Excerpt
========================================================================
Declan Black looks to the future to see what 2017 might bring and imagines two competing scenarios.
Scenario one…
It's July 2026 and Ireland has just assumed the rotating presidency of the EU. The key issue for the Irish presidency will be negotiating the terms of the application for entry by the United Kingdom of England and Wales. The Liberal party's landslide victory has given it the mandate to bring England and Wales back into the EU where it would join the independent Scotland and a united Ireland as full members. The 2020 separation of Scotland from the UK and the 2021 reunification of Ireland following border polls triggered by the Good Friday Agreement are old memories now.
Ireland has warmly greeted a surge in migration from continental Europe, with newcomers attracted by its high-tech, green economy and unrivalled opportunities for rural, community-based-yet-connected community while living in a temperate climate. The new arrivals will further boost the State's finances and improve our ageing demographics. Both the migrants and locals love our modern housing stock that Ireland achieved through an enlightened planning and building programme which ran from 2020 to 2025. A full 40% of workers in Ireland are self-employed, operating by choice as contractors and achieving a blissful work/life balance in revitalised rural towns.
========================================================================
Required task a
Return, with no changes, the lines of the listing from its first line up to and including the line with "30;0;450;88".

Material to process
========================================================================
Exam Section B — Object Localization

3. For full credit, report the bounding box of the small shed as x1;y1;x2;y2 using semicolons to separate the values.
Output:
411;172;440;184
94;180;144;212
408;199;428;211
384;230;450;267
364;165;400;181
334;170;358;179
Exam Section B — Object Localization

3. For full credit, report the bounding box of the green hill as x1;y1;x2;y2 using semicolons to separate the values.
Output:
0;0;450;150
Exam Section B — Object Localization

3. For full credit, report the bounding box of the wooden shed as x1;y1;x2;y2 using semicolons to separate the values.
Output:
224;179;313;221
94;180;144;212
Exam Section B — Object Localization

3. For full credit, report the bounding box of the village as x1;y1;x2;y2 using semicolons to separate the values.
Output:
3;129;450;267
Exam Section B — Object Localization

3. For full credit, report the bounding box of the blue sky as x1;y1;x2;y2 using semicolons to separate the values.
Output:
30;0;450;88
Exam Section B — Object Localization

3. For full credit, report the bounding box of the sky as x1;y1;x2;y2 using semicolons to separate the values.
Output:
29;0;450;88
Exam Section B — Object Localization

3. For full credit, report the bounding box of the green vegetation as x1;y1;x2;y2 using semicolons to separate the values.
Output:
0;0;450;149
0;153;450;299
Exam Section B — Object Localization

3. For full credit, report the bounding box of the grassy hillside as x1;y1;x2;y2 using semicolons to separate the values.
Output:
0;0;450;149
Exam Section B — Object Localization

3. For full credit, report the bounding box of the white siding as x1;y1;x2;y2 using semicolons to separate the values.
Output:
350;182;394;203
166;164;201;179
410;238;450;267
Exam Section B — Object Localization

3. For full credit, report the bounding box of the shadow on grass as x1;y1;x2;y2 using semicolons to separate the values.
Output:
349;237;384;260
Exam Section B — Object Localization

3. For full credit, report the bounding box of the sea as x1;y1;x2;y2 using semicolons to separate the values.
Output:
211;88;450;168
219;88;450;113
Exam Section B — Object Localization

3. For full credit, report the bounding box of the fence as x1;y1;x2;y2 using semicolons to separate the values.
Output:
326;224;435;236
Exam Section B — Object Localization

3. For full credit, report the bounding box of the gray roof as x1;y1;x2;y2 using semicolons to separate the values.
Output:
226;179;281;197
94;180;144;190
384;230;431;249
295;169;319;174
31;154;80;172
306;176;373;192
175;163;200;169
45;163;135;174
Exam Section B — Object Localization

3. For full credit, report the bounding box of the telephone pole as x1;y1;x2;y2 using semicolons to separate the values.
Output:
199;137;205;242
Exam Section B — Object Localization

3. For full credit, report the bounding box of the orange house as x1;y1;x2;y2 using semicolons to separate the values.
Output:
========================================================================
Required task b
In the piece imagining Ireland's future, what share of workers in Ireland are self-employed?

Full solution a
Exam Section B — Object Localization

3. For full credit, report the bounding box of the small shed as x1;y1;x2;y2 using semicolons to separate the values.
Output:
411;172;440;184
94;180;144;212
408;199;428;211
384;230;450;267
364;165;400;181
334;170;358;179
Exam Section B — Object Localization

3. For full credit, report the bounding box of the green hill as x1;y1;x2;y2 using semicolons to separate the values.
Output:
0;0;450;150
Exam Section B — Object Localization

3. For full credit, report the bounding box of the wooden shed as x1;y1;x2;y2 using semicolons to separate the values.
Output:
224;179;313;221
94;180;144;212
Exam Section B — Object Localization

3. For full credit, report the bounding box of the village as x1;y1;x2;y2 using semicolons to separate the values.
Output:
3;129;450;267
Exam Section B — Object Localization

3. For full credit, report the bounding box of the blue sky as x1;y1;x2;y2 using semicolons to separate the values.
Output:
30;0;450;88

Full solution b
40% of workers in Ireland are self-employed.